Rien de nouveau sous le soleil ?

Les questions que suscite la rénovation de l’école primaire genevoise n’auraient pas été posées il y a vingt ans, car une telle réforme n’était pas concevable à ce moment. Ce n’était pas faute de moyens : on était encore dans l’euphorie de la croissance économique. La première crise pétrolière venait d’y porter un coup d’arrêt décisif, mais on ne le mesurait pas encore. Ce n’était pas faute de concepts : c’est en 1966 que Pierre Bourdieu stigmatisait l’indifférence aux différences et montrait qu’il suffit d’ignorer les inégalités initiales devant la culture et la langue valorisées à l’école pour les transformer rapidement en inégalités de réussite. La même année, aux États-Unis, en empruntant d’autres chemins, Benjamin Bloom proposait de lutter contre l’échec scolaire par une pédagogie orientée vers des objectifs clairs, continûment ajustée à l’apprenant au gré des test formatifs et de remédiations individualisées. Les intuitions majeures de la pédagogie différenciée se précisaient, redonnant vie à des idées plus anciennes encore, celle d’école sur mesure (Claparède), d’enseignement individualisé (Dottrens), de centration sur l’apprenant, leit motiv de tous les courants d’école active et d’école nouvelle depuis le début du siècle.

Ce qu’il y a de neuf, c’est qu’il y a vingt ans, ces questions ne préoccupaient pas grand monde ! Seuls y travaillaient vraiment les militants de l’école active et de la démocratisation des études et les chercheurs en éducation proches de ces mouvements. Comme l’a montré Viviane Isambert-Jamati, il a fallu attendre les années 1950-1960 pour que l’échec scolaire devienne un problème de société et plus longtemps encore pour qu’on songe à s’y attaquer avec des " armes " pédagogiques. Il fallait, semble-t-il, éprouver au préalable les limites des mesures d’aide financière aux études et des réformes de structures, par exemple la généralisation de la scolarité préobligatoire ou la création d’une école moyenne du type du cycle d’orientation. Les premières tentatives proprement pédagogiques prenaient la forme de l’appui ou du soutien, formules qui paraissaient alors le comble de l’audace. Confier à d’autres enseignants, voire à d’autres professionnels (comme au Tessin) le soin d’aider les élèves en difficulté, voilà une forme de révolution qui entraînait un accroissement de la division du travail entre enseignants primaires et imposait une coopération entre les titulaires de classes et celles et ceux qu’on nommerait bien plus tard, à Genève, des GNT (généralistes non titulaires).

(Entrées d'annotation par coordonnées)
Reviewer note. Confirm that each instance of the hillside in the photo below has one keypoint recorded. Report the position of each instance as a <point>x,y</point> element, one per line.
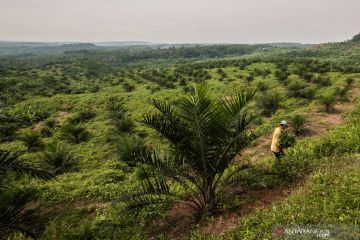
<point>81,114</point>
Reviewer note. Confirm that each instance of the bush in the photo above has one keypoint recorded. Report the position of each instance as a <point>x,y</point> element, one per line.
<point>287,139</point>
<point>269,102</point>
<point>8,131</point>
<point>58,158</point>
<point>322,80</point>
<point>295,86</point>
<point>125,125</point>
<point>341,93</point>
<point>82,117</point>
<point>32,140</point>
<point>349,81</point>
<point>46,131</point>
<point>328,102</point>
<point>128,87</point>
<point>297,122</point>
<point>128,145</point>
<point>116,108</point>
<point>74,133</point>
<point>262,86</point>
<point>307,93</point>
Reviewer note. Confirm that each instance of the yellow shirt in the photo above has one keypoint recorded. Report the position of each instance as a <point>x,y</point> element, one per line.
<point>275,140</point>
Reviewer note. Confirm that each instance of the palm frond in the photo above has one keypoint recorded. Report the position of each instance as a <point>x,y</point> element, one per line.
<point>17,217</point>
<point>236,176</point>
<point>235,107</point>
<point>10,162</point>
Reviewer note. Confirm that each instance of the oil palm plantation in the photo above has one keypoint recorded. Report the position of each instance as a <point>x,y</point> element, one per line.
<point>14,215</point>
<point>205,135</point>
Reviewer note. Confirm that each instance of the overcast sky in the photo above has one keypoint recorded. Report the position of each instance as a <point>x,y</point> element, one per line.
<point>180,21</point>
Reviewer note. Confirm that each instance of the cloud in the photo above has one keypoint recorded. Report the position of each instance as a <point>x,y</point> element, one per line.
<point>179,21</point>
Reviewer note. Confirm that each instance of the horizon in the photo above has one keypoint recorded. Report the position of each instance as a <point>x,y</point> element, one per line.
<point>180,22</point>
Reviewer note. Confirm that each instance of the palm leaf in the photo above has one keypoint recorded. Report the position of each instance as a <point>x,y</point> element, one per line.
<point>10,162</point>
<point>17,217</point>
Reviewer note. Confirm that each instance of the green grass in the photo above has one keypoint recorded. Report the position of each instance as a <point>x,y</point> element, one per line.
<point>102,175</point>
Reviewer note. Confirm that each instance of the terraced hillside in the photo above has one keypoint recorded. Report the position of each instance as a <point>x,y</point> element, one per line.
<point>80,116</point>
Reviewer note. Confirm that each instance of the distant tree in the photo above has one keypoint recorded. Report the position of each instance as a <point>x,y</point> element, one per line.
<point>205,135</point>
<point>328,101</point>
<point>269,102</point>
<point>297,122</point>
<point>14,215</point>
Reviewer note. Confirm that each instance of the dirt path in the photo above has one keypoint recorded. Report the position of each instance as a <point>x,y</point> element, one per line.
<point>319,122</point>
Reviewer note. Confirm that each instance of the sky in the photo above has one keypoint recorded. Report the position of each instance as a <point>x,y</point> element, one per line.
<point>180,21</point>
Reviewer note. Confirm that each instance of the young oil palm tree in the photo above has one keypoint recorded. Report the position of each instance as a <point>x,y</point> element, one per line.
<point>205,136</point>
<point>14,216</point>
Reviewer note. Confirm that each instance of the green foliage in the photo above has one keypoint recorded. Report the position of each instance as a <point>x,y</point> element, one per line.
<point>327,101</point>
<point>349,81</point>
<point>286,140</point>
<point>333,194</point>
<point>127,145</point>
<point>322,80</point>
<point>128,86</point>
<point>126,124</point>
<point>82,116</point>
<point>297,122</point>
<point>32,140</point>
<point>59,159</point>
<point>269,102</point>
<point>205,135</point>
<point>14,216</point>
<point>341,93</point>
<point>74,133</point>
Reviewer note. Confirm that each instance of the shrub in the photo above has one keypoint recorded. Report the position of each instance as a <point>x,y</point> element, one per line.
<point>74,133</point>
<point>349,81</point>
<point>287,139</point>
<point>328,102</point>
<point>269,102</point>
<point>8,131</point>
<point>116,108</point>
<point>32,140</point>
<point>128,145</point>
<point>297,122</point>
<point>295,86</point>
<point>58,158</point>
<point>45,131</point>
<point>125,124</point>
<point>197,171</point>
<point>341,93</point>
<point>128,87</point>
<point>262,86</point>
<point>322,80</point>
<point>307,93</point>
<point>82,117</point>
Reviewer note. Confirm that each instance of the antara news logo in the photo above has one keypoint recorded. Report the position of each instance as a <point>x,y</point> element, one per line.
<point>331,231</point>
<point>294,232</point>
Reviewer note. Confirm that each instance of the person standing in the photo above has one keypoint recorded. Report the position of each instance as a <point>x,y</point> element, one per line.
<point>275,145</point>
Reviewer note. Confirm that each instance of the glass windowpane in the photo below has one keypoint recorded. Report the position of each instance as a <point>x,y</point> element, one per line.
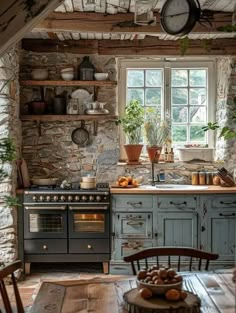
<point>197,114</point>
<point>179,133</point>
<point>137,94</point>
<point>135,78</point>
<point>179,96</point>
<point>153,96</point>
<point>153,78</point>
<point>197,96</point>
<point>197,77</point>
<point>180,114</point>
<point>179,78</point>
<point>197,134</point>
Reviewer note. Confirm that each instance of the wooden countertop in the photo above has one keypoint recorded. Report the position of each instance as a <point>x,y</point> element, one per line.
<point>139,190</point>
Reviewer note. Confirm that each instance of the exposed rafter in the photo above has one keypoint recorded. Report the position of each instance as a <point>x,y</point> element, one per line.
<point>147,46</point>
<point>18,17</point>
<point>117,23</point>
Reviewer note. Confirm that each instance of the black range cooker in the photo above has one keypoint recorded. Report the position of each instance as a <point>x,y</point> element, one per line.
<point>67,225</point>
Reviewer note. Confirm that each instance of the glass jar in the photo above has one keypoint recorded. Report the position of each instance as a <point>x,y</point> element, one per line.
<point>202,178</point>
<point>86,69</point>
<point>195,178</point>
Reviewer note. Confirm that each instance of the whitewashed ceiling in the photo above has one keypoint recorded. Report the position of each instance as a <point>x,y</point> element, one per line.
<point>127,6</point>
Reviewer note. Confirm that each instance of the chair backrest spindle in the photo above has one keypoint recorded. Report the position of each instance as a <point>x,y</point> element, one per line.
<point>191,253</point>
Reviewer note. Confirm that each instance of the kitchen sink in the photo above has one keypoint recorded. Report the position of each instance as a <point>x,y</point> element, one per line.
<point>174,187</point>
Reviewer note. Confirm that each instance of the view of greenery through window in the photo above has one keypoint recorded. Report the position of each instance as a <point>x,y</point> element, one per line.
<point>188,99</point>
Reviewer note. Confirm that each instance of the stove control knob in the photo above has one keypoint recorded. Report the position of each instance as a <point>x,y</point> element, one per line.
<point>63,198</point>
<point>91,198</point>
<point>98,198</point>
<point>84,198</point>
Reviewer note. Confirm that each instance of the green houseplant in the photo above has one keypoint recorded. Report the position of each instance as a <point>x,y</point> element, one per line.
<point>132,123</point>
<point>157,133</point>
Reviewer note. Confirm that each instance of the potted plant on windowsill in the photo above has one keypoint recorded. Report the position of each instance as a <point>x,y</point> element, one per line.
<point>132,123</point>
<point>157,132</point>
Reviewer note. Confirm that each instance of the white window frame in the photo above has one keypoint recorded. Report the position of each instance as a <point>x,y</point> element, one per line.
<point>166,64</point>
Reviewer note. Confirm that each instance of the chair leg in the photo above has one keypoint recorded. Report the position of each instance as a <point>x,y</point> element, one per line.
<point>19,304</point>
<point>5,298</point>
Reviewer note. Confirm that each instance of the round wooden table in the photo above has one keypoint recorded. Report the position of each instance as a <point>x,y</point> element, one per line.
<point>134,303</point>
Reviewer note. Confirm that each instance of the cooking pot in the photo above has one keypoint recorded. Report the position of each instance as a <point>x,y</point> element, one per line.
<point>44,181</point>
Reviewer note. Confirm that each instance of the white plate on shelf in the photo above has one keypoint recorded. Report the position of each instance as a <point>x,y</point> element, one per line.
<point>81,94</point>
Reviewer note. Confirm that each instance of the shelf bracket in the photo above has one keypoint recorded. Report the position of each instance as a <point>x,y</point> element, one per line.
<point>95,128</point>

Consignes »
(a) Pour chacune des affirmations suivantes sur l'extrait consacré à la rénovation de l'école primaire genevoise, indiquez par oui ou par non si elle concorde avec l'extrait, en citant textuellement les mots qui tranchent. (i) Pierre Bourdieu stigmatisait l'indifférence aux différences dès 1966. (ii) L'échec scolaire est devenu un problème de société dès les années 1930. (iii) Au Tessin, l'aide aux élèves en difficulté pouvait être confiée à d'autres professionnels que les enseignants.
(b) Reproduisez les lignes de la liste, de celle qui contient « Reviewer note. Confirm that each instance of the antara » jusqu'à celle qui contient « <point>197,134</point> », cette dernière comprise, en laissant les images de côté.
Cette liste n'a aucun rapport avec l'extrait.

Réponses fournies »
(a)
(i) Oui : « c’est en 1966 que Pierre Bourdieu stigmatisait l’indifférence aux différences ».
(ii) Non : « il a fallu attendre les années 1950-1960 pour que l’échec scolaire devienne un problème de société ».
(iii) Oui : « Confier à d’autres enseignants, voire à d’autres professionnels (comme au Tessin) le soin d’aider les élèves en difficulté ».

(b)
Reviewer note. Confirm that each instance of the antara news logo in the photo above has one keypoint recorded. Report the position of each instance as a <point>x,y</point> element, one per line.
<point>331,231</point>
<point>294,232</point>
Reviewer note. Confirm that each instance of the person standing in the photo above has one keypoint recorded. Report the position of each instance as a <point>x,y</point> element, one per line.
<point>275,145</point>
Reviewer note. Confirm that each instance of the glass windowpane in the photo below has one keypoint recorded. Report the position of each instance as a <point>x,y</point> element, one per line.
<point>197,114</point>
<point>179,133</point>
<point>137,94</point>
<point>135,78</point>
<point>179,96</point>
<point>153,96</point>
<point>153,78</point>
<point>197,96</point>
<point>197,77</point>
<point>180,114</point>
<point>179,78</point>
<point>197,134</point>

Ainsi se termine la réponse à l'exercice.